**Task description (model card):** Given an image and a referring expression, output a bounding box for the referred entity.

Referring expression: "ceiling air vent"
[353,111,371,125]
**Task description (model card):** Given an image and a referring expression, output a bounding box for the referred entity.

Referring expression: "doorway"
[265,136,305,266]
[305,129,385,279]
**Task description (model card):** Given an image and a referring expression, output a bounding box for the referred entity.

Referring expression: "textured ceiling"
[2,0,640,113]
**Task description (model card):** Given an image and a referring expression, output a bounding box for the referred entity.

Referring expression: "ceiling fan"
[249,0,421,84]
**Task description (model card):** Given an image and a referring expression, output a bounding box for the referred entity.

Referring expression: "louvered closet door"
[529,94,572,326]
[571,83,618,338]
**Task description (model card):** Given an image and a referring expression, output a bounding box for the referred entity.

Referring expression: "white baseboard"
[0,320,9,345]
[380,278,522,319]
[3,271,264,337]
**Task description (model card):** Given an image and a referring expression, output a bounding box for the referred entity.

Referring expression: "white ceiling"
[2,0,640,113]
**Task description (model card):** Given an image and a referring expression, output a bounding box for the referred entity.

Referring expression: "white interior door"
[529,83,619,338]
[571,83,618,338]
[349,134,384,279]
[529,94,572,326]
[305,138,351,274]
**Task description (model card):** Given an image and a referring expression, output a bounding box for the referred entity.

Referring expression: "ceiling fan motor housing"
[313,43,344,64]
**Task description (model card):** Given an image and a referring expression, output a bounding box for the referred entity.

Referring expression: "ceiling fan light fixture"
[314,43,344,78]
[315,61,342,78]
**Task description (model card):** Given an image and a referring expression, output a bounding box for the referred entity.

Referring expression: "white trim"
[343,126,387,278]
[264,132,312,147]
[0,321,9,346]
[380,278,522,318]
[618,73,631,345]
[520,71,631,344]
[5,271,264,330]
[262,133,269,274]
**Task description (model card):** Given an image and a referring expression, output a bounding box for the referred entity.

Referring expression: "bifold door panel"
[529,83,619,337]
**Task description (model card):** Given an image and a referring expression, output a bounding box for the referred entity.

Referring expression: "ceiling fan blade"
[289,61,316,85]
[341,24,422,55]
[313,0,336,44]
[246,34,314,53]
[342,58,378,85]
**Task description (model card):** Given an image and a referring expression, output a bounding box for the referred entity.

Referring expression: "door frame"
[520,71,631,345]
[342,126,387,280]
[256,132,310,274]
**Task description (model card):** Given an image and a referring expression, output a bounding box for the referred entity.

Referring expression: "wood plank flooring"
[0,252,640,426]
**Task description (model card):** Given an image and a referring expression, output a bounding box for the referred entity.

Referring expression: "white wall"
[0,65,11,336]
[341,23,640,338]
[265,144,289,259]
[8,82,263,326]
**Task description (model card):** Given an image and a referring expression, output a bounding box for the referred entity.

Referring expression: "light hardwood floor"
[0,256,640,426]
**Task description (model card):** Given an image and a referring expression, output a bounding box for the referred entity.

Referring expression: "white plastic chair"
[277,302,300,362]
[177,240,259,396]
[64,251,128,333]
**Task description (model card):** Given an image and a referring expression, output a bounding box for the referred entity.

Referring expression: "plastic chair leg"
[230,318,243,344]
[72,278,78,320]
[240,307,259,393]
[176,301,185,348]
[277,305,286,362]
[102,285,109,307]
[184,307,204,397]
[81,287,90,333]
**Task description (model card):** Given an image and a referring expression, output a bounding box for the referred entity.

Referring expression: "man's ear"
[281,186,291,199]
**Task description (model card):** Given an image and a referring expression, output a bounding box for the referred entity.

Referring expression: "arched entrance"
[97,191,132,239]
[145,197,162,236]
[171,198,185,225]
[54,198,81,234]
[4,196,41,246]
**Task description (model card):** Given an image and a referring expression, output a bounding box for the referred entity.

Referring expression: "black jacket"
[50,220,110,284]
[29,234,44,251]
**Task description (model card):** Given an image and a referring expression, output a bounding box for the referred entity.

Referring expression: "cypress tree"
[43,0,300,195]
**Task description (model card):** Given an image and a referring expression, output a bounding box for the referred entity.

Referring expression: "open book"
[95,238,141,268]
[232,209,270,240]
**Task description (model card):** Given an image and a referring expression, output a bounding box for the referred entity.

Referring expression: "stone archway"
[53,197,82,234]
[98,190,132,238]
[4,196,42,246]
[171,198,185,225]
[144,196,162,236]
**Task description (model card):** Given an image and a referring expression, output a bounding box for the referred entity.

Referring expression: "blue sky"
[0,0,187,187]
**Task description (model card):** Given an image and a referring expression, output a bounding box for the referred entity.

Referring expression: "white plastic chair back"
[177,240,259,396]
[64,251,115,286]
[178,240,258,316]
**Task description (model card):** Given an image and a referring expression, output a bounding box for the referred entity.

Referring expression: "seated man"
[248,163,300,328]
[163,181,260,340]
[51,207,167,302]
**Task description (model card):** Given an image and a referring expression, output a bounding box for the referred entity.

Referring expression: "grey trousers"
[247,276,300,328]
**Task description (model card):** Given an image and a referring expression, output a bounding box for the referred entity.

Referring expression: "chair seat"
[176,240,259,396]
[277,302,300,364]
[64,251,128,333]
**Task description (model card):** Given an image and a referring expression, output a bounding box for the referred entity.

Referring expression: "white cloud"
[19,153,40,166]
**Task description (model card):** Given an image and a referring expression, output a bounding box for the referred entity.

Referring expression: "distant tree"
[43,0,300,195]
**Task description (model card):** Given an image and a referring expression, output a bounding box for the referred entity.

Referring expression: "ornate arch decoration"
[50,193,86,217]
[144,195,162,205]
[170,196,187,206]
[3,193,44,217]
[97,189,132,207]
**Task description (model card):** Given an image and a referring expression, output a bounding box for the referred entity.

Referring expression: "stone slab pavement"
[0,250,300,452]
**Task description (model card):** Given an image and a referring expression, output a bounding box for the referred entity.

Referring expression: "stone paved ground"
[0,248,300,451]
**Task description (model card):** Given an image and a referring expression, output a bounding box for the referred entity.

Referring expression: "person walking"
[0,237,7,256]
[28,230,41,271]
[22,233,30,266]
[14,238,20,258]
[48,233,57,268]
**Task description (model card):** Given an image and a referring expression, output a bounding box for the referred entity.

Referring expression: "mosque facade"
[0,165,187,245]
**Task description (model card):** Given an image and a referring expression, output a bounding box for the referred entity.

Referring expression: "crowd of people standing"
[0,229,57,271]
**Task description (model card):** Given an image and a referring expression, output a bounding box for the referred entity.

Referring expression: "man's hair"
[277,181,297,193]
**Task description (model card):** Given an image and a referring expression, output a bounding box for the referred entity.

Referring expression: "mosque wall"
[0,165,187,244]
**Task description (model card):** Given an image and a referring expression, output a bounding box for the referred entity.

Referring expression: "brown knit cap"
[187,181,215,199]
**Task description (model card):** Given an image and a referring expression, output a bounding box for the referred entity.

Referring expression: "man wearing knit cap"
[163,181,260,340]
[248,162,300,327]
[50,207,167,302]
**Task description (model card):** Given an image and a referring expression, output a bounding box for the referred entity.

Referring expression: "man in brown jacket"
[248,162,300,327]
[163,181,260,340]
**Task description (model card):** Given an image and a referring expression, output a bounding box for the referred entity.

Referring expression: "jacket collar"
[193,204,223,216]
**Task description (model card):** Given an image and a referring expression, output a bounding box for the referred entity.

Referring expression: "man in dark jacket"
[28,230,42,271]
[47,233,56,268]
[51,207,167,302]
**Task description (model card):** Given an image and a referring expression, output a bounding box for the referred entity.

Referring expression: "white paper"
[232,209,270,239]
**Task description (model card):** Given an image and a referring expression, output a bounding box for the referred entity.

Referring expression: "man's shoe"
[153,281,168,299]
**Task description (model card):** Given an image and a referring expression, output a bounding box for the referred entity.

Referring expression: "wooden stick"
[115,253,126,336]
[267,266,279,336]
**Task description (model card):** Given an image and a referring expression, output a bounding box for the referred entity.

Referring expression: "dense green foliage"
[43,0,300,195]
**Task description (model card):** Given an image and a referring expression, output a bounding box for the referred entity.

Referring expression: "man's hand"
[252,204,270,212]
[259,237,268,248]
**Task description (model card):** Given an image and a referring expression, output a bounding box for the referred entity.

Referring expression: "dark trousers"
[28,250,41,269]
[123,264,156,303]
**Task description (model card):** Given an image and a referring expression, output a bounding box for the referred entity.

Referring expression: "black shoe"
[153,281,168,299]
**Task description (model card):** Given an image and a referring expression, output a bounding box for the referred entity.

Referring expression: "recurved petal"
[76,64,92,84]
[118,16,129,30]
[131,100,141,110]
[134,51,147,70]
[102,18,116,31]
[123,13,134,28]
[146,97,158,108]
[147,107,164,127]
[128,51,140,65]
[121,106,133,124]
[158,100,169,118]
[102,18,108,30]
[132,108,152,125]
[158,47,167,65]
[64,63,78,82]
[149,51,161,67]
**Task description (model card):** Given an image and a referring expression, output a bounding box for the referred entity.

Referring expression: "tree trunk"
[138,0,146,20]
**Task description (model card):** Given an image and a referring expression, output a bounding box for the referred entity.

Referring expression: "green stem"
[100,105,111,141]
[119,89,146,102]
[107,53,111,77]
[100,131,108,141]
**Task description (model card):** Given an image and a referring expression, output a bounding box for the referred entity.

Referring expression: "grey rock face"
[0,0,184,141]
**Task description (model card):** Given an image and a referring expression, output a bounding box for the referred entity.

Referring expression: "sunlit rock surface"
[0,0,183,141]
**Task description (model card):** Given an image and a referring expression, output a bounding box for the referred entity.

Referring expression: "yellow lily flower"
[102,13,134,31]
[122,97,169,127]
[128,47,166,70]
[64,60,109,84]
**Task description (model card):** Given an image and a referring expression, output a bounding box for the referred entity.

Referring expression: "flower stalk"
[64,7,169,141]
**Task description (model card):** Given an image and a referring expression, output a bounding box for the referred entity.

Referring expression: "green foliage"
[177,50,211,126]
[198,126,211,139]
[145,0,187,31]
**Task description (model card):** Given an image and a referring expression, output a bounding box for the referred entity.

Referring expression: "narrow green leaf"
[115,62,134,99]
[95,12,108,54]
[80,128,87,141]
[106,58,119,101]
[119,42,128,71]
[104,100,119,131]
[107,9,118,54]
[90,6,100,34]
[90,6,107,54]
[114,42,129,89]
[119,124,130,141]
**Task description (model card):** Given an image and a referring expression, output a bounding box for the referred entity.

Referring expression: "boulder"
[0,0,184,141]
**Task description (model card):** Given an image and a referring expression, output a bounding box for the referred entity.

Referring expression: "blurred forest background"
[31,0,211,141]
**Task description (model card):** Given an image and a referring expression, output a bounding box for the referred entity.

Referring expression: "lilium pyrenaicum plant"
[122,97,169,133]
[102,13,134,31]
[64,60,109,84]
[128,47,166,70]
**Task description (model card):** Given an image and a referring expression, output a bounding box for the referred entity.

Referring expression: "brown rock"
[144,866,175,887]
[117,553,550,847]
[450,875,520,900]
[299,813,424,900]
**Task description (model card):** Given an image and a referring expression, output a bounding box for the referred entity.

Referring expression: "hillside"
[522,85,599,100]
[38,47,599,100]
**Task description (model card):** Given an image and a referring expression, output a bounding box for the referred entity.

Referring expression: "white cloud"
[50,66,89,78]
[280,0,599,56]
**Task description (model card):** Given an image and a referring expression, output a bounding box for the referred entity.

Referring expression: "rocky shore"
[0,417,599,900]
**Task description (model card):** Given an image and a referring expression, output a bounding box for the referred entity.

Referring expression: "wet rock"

□ □ □ □

Recast the rows above, starting at the first line and ending at the line that contains "[249,0,421,84]", as a JSON list of strings with one string per line and blank lines left out.

> PROBLEM SOLUTION
[
  "**Task description (model card):** Given an image and a referring expression, output a bounding box for the referred entity.",
  "Referring expression: \"ceiling air vent\"",
  "[353,111,371,125]",
  "**Task description (model card):** Given an image and a referring expression, output a bounding box for the referred entity.",
  "Referring expression: \"doorway\"",
  "[265,136,305,266]",
  "[305,129,385,279]",
  "**Task description (model card):** Given an image and a referring expression, output a bounding box for the referred entity.",
  "Referring expression: \"textured ceiling\"",
  "[2,0,640,113]",
  "**Task description (model card):** Given an image and a referring expression, output a bounding box for the referred entity.",
  "Referring expression: \"ceiling fan\"",
  "[249,0,421,84]"
]